Exercise requirements >> Retype each of the entries below with no changes at all, keeping every line, character, and space in place.

Records for the exercise >>
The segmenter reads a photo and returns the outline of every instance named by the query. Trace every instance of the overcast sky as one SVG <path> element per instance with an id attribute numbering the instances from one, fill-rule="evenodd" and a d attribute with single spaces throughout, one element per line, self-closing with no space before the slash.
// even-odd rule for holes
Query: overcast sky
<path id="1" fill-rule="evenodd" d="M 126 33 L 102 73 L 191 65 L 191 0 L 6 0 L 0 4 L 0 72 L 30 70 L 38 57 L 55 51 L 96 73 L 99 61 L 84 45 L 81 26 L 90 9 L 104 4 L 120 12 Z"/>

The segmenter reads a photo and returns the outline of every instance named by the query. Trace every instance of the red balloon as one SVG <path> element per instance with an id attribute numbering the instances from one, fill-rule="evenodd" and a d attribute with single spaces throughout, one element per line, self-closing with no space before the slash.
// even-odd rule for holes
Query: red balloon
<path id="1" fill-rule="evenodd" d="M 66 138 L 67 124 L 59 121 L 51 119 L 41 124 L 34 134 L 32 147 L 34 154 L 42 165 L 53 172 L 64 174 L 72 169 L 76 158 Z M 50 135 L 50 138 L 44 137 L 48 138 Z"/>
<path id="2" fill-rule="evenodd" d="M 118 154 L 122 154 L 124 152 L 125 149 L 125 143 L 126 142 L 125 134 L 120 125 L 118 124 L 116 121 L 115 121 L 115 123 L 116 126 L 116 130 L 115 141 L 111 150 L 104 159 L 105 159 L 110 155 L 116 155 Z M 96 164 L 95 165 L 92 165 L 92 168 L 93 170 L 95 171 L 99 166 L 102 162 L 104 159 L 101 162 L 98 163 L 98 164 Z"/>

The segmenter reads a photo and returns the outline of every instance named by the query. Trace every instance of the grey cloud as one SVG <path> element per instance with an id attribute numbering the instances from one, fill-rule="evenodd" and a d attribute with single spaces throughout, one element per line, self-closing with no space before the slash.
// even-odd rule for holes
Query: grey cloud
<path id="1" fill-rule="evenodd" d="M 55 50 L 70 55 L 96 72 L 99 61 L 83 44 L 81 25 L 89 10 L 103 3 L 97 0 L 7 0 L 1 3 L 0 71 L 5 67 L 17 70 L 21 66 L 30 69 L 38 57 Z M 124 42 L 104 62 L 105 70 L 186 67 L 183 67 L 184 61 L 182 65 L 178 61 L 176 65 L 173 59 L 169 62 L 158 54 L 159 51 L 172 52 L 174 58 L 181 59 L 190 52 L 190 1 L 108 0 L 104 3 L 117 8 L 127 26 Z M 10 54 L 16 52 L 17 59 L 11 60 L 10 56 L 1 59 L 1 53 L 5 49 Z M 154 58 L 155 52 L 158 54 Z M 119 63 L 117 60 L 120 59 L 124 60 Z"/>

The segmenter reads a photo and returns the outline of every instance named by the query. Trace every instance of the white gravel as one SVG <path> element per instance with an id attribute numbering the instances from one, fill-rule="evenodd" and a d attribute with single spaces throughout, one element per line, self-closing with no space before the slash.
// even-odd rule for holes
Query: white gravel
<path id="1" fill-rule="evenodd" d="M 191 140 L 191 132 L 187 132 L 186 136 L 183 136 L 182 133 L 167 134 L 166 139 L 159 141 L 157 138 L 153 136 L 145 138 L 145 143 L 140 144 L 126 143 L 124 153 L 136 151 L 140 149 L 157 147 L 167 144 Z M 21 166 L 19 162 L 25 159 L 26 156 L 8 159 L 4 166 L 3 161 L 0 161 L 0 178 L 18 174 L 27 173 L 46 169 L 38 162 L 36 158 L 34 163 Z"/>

Task solution >>
The segmenter reads a photo and returns the outline of every instance named by the query. Trace every instance of the overcast sky as one SVG <path> element per instance with an id attribute numbering the instances from one, fill-rule="evenodd" and a d attribute with single spaces throughout, one element per line, self-closing with no space before the slash.
// even-odd rule for holes
Query: overcast sky
<path id="1" fill-rule="evenodd" d="M 126 33 L 102 73 L 191 65 L 191 0 L 6 0 L 0 4 L 0 72 L 30 70 L 38 57 L 55 51 L 96 73 L 99 61 L 84 45 L 81 26 L 90 9 L 104 4 L 120 12 Z"/>

The segmenter reads a photo and returns the outline of every instance named by the query. Trace every instance of the red balloon as one SVG <path> element per instance with an id attribute numbering the instances from one, fill-rule="evenodd" and a d attribute with single spaces throughout, one element per line, self-closing with no space before the slash.
// even-odd rule for holes
Query: red balloon
<path id="1" fill-rule="evenodd" d="M 66 138 L 67 124 L 59 121 L 51 119 L 41 124 L 34 134 L 32 147 L 34 154 L 42 165 L 53 172 L 64 174 L 72 169 L 76 158 Z M 50 135 L 50 138 L 44 137 L 48 138 Z"/>
<path id="2" fill-rule="evenodd" d="M 118 154 L 122 154 L 124 152 L 125 149 L 125 143 L 126 142 L 125 134 L 120 125 L 118 124 L 116 121 L 115 121 L 115 123 L 116 126 L 116 130 L 115 141 L 111 150 L 104 159 L 105 159 L 110 155 L 116 155 Z M 96 164 L 95 165 L 92 165 L 92 168 L 93 170 L 95 171 L 99 166 L 102 162 L 104 159 L 101 162 L 98 163 L 98 164 Z"/>

The segmenter reads a photo and returns the outline of every instance named by the query. Trace every instance of the grey cloud as one SVG <path> element per instance with an id attribute numbering the instances from one, fill-rule="evenodd" and a d attribute with single spaces throughout, one element per line, self-closing with no space before the slash.
// even-odd rule for holes
Query: grey cloud
<path id="1" fill-rule="evenodd" d="M 55 50 L 70 55 L 96 72 L 99 61 L 83 44 L 81 25 L 89 10 L 103 3 L 97 0 L 7 0 L 1 3 L 0 71 L 5 67 L 17 70 L 21 66 L 30 69 L 38 57 Z M 124 42 L 104 62 L 105 70 L 186 67 L 183 67 L 184 61 L 182 65 L 178 61 L 176 65 L 173 59 L 169 62 L 158 54 L 159 51 L 172 52 L 174 58 L 181 59 L 190 52 L 190 1 L 108 0 L 104 3 L 117 8 L 127 26 Z M 10 54 L 16 52 L 17 59 L 11 60 L 10 56 L 1 59 L 1 53 L 5 49 Z M 154 58 L 155 52 L 158 54 Z M 119 63 L 117 60 L 120 59 L 124 60 Z"/>

The segmenter reads a photo and returns the outline of every instance named by the query. Trace every instance of the white gravel as one SVG <path> element per instance with an id attribute numbering the instances from one, fill-rule="evenodd" and a d attribute with single spaces throughout, one element per line, self-closing with no space before the slash.
// even-odd rule for holes
Query: white gravel
<path id="1" fill-rule="evenodd" d="M 191 140 L 191 132 L 187 132 L 186 136 L 183 136 L 182 133 L 167 134 L 166 139 L 159 141 L 157 138 L 153 136 L 145 138 L 145 143 L 140 144 L 126 143 L 124 153 L 136 151 L 140 149 L 157 147 L 167 144 Z M 21 166 L 19 162 L 25 159 L 26 156 L 8 159 L 4 166 L 3 161 L 0 161 L 0 178 L 18 174 L 27 173 L 46 169 L 38 162 L 36 158 L 34 163 Z"/>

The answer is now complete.